▶ **Activity**: The result should be a faithful copy of every entry below, with the pictures left out.

··· Exercise material ···

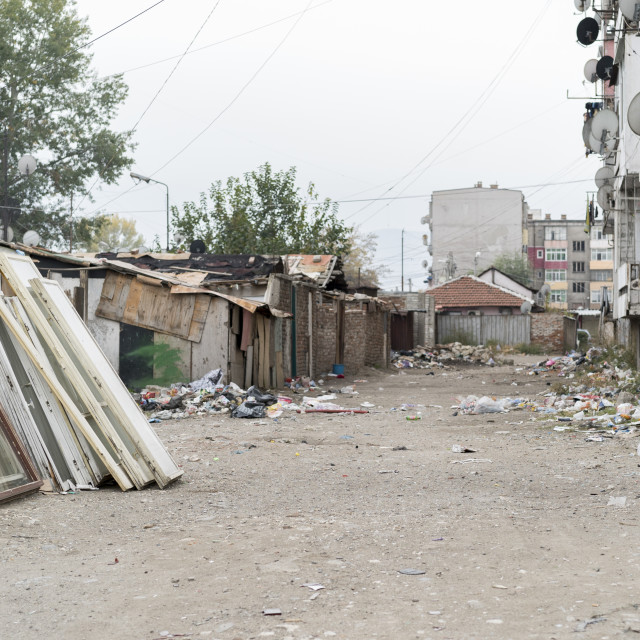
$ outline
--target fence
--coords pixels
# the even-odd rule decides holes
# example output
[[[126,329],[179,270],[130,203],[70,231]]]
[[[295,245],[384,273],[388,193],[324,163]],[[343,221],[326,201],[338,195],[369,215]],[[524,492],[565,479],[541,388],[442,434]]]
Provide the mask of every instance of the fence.
[[[437,316],[437,337],[440,344],[459,341],[467,344],[529,344],[531,316]]]

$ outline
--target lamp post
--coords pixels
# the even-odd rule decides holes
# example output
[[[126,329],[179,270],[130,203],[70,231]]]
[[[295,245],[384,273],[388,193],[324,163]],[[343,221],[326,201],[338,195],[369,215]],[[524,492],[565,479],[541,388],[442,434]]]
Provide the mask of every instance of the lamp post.
[[[161,184],[166,188],[167,190],[167,251],[169,251],[169,185],[166,182],[160,182],[160,180],[156,180],[148,176],[140,175],[139,173],[135,173],[134,171],[132,171],[129,175],[134,180],[138,180],[138,181],[142,180],[142,182],[146,182],[147,184],[149,184],[149,182],[155,182],[156,184]]]

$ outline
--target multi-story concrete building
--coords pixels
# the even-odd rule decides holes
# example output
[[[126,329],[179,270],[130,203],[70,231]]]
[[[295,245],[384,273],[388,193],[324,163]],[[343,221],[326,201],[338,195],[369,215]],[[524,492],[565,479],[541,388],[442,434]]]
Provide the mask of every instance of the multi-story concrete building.
[[[533,287],[549,285],[549,303],[558,309],[600,308],[602,287],[612,285],[612,239],[602,223],[585,233],[584,220],[563,215],[552,220],[528,214],[525,234]]]
[[[483,188],[434,191],[429,223],[433,285],[480,273],[502,254],[523,250],[527,204],[521,191]]]

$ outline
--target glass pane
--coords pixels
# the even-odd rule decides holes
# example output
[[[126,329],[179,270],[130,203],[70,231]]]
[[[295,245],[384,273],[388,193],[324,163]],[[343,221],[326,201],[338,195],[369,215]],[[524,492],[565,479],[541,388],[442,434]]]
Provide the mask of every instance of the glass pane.
[[[31,482],[5,433],[0,429],[0,493]]]

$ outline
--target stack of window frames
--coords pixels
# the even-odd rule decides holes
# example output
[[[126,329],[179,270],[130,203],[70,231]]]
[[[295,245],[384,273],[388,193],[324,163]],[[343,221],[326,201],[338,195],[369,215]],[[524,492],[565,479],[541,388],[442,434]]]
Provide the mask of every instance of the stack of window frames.
[[[39,438],[28,420],[20,422],[27,423],[24,437],[41,473],[47,470],[61,488],[65,482],[95,485],[110,475],[123,490],[154,481],[165,487],[180,477],[182,470],[60,286],[41,278],[30,258],[8,249],[0,250],[0,271],[16,294],[0,299],[0,368],[22,365],[14,378]],[[12,354],[10,342],[16,345]],[[44,395],[27,392],[34,380]],[[19,404],[14,402],[16,415]]]

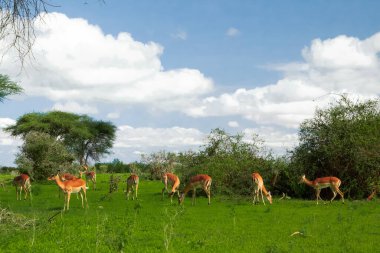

···

▶ **Written solution**:
$ outline
--target fence
--coords pixels
# the even-odd rule decides holes
# example output
[[[126,329],[179,270],[130,203],[70,231]]]
[[[295,245],[384,273],[388,193],[324,163]],[[343,221],[326,201],[338,195],[369,215]],[[524,492],[565,479],[541,388],[442,434]]]
Provide the mask of every instance of the fence.
[[[437,316],[437,337],[440,344],[459,341],[467,344],[529,344],[531,316]]]

$ outline
--target lamp post
--coords pixels
# the even-odd rule decides holes
# example output
[[[126,329],[179,270],[130,203],[70,231]]]
[[[295,245],[384,273],[388,193],[324,163]],[[343,221],[326,201],[338,195],[369,215]],[[524,492],[565,479],[541,388],[442,434]]]
Provide the mask of every instance of the lamp post.
[[[161,184],[166,188],[167,190],[167,251],[169,251],[169,185],[166,182],[160,182],[160,180],[156,180],[148,176],[140,175],[139,173],[135,173],[134,171],[132,171],[129,175],[134,180],[138,180],[138,181],[142,180],[142,182],[146,182],[147,184],[149,184],[149,182],[155,182],[156,184]]]

$ outline
--target multi-story concrete building
--coords pixels
# the even-odd rule decides holes
# example output
[[[126,329],[179,270],[130,203],[70,231]]]
[[[295,245],[384,273],[388,193],[324,163]],[[343,221],[326,201],[338,195],[369,215]],[[524,492],[565,479],[541,388],[442,434]]]
Provide the mask of every instance of the multi-story concrete building.
[[[533,287],[549,285],[549,303],[558,309],[600,308],[602,287],[612,285],[612,239],[602,223],[585,233],[584,220],[563,215],[552,220],[528,214],[525,234]]]
[[[483,188],[434,191],[429,223],[433,285],[480,273],[502,254],[523,250],[527,204],[521,191]]]

$ outline
--target glass pane
--coords pixels
# the even-odd rule decides holes
# example output
[[[126,329],[179,270],[130,203],[70,231]]]
[[[295,245],[384,273],[388,193],[324,163]],[[343,221],[326,201],[338,195],[369,215]],[[524,492],[565,479],[541,388],[442,434]]]
Provide the mask of every instance of the glass pane.
[[[31,482],[5,433],[0,429],[0,493]]]

$ outline
--target stack of window frames
--coords pixels
# the even-odd rule decides holes
# example output
[[[126,329],[179,270],[130,203],[70,231]]]
[[[295,245],[384,273],[388,193],[324,163]],[[343,221],[326,201],[338,195],[369,215]],[[524,492],[565,479],[541,388],[442,434]]]
Provide the mask of every instance of the stack of window frames.
[[[39,438],[28,420],[20,422],[27,423],[24,437],[41,473],[47,470],[61,488],[65,482],[95,485],[110,475],[123,490],[154,481],[165,487],[180,477],[182,470],[60,286],[41,278],[30,258],[8,249],[0,250],[0,271],[16,294],[0,299],[0,368],[22,365],[14,378]],[[12,354],[10,342],[16,345]],[[44,395],[27,392],[34,380]],[[19,404],[14,402],[16,415]]]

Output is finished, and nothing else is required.